I'm looking for an algorithm to segment a sequence of positive numbers into n subsequences, such that the standard deviation of the sum of the numbers in each subset is minimized.
The ordering of the numbers in each subsequence needs to be the same as the ordering in the original sequence
For example:
Suppose I have a sequence {1,1,1,1,1,1,10,1} that i wanted to segment into 2 subsequences.
I believe the optimal solution would be {1,1,1,1,1,1}, {10,1} .
The sum of the 1st subsequence is 6, the sum of the 2nd subsequence is 11
The standard deviation of the two numbers is ~3.5, which i believe is the lowest possible.
Suppose I have a sequence {4,1,1,1,1,6} that i wanted to segment into 3 subsequences.
I believe the optimal solution would be {4}, {1,1,1,1}, {6}
The sum of the subsequences is 4, 4, and 6.
The standard deviation of the 3 numbers is ~1.15, which i believe is the lowest possible.
The best algorithm i was able to come up with was to find the cumulative sum of each of the numbers in the sequence, and segment the sequence at each interval of [totalSum/numSubsequences].
For example, given the sequence {4,1,1,1,1,6} , the cumulative sums of the numbers of each sequence is {4,5,6,7,8,14}. The total of all numbers in the sequence is 14, so, given that i want 3 subsequences, i should segment the sequence when the total reaches 14/3 = 4.66 and 2 * 14/3 = 9.333333.

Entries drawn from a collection
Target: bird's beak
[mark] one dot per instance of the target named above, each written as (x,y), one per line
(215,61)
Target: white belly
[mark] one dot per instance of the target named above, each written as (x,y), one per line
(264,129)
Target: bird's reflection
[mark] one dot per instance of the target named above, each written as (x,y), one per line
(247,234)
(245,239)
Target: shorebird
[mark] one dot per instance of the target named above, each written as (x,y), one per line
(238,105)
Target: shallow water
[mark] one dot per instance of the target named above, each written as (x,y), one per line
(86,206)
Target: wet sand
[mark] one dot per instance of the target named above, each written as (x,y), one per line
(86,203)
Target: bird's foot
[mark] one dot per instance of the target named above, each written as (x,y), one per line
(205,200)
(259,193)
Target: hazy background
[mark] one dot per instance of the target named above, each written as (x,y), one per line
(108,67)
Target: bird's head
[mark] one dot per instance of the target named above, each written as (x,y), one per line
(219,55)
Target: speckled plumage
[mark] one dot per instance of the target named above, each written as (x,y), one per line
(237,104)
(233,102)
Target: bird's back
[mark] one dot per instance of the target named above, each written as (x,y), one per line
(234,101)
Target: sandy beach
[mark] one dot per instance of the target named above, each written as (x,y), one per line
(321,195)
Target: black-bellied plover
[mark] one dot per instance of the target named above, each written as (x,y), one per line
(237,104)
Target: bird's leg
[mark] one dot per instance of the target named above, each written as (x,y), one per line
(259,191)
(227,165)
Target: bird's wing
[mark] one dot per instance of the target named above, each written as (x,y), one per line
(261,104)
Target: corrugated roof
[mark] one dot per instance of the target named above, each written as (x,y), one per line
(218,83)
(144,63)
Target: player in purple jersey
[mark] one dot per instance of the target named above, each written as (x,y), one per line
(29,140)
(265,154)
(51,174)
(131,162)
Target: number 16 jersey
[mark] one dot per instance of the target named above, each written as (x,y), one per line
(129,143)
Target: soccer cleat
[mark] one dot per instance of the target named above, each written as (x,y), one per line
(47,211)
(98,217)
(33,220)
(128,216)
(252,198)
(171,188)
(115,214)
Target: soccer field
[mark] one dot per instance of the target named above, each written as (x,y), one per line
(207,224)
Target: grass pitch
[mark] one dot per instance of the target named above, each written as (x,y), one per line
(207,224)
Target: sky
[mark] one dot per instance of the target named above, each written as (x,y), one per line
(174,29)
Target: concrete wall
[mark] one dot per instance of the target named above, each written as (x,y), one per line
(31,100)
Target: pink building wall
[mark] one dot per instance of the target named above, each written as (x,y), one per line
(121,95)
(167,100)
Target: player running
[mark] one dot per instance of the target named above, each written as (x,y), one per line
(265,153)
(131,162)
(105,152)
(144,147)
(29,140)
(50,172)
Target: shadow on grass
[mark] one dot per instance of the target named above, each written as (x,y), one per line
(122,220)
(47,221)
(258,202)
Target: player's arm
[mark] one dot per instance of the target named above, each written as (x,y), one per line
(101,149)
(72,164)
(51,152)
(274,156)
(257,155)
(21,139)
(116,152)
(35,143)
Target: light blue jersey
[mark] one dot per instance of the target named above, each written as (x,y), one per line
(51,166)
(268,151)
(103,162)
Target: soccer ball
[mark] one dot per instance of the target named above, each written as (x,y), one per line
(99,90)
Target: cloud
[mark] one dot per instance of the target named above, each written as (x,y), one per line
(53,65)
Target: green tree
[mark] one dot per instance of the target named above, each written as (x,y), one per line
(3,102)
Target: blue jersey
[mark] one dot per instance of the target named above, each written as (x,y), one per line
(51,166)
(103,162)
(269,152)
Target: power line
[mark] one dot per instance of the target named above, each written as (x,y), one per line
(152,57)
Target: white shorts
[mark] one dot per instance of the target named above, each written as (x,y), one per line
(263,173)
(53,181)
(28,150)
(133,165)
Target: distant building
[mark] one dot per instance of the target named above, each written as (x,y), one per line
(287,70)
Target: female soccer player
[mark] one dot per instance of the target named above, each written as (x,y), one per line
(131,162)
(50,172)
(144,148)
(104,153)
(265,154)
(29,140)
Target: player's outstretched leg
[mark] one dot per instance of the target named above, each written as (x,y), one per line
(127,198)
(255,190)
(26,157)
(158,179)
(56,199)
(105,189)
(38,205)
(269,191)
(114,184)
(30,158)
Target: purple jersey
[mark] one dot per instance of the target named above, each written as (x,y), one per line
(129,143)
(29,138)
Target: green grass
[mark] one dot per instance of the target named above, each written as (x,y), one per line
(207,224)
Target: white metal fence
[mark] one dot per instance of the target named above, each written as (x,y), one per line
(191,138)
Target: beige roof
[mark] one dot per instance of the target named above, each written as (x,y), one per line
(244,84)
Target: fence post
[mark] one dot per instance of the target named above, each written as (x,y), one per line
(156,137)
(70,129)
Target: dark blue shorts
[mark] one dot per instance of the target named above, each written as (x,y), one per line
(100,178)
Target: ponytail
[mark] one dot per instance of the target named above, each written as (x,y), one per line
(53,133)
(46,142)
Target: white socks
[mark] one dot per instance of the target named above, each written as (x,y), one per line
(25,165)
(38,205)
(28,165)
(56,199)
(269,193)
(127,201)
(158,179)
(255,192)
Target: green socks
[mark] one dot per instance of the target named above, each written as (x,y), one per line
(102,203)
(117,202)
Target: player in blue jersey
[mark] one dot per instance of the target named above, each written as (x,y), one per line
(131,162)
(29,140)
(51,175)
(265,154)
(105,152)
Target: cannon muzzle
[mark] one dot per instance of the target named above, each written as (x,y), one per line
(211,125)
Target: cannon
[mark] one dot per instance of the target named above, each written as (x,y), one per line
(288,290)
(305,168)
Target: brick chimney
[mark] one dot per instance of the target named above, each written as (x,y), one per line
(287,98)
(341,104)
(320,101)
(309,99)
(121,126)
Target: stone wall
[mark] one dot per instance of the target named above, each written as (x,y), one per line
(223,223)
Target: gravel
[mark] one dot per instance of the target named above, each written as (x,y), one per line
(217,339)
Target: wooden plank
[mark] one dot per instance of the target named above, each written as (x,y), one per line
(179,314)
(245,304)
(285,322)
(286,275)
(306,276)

Problems to work on:
1. Print the passage of the sequence-segmentation post between "The standard deviation of the 3" and "14/3 = 9.333333.", inclusive.
2. In the post on segmenting a sequence of positive numbers, what cumulative sums are listed for the sequence {4,1,1,1,1,6}?
3. Go on with the post about segmenting a sequence of positive numbers, beginning after its final sentence.

Solved problems:
1.
The standard deviation of the 3 numbers is ~1.15, which i believe is the lowest possible.
The best algorithm i was able to come up with was to find the cumulative sum of each of the numbers in the sequence, and segment the sequence at each interval of [totalSum/numSubsequences].
For example, given the sequence {4,1,1,1,1,6} , the cumulative sums of the numbers of each sequence is {4,5,6,7,8,14}. The total of all numbers in the sequence is 14, so, given that i want 3 subsequences, i should segment the sequence when the total reaches 14/3 = 4.66 and 2 * 14/3 = 9.333333.

2. {4,5,6,7,8,14}

3.
However, there is no actual place in the sequence where the cumulative total is equal to 4.66 - the first cumulative total is 4, and next cumulative total is 5. So should i round up or should i round down? In this case, rounding down to 4 gives the optimal solution, but that isn't always the case. The best I can think of is to try every combination of rounding up and down, but that results in O(2^numSubsequences) complexity.
This seems to be the type of thing that would have a preexisting algorithm to apply, however my Googling has failed me. I am aware of the Partition Problem, which is NP-complete, but that deals with unordered sets, and not ordered sequences.
Any help would be appreciated.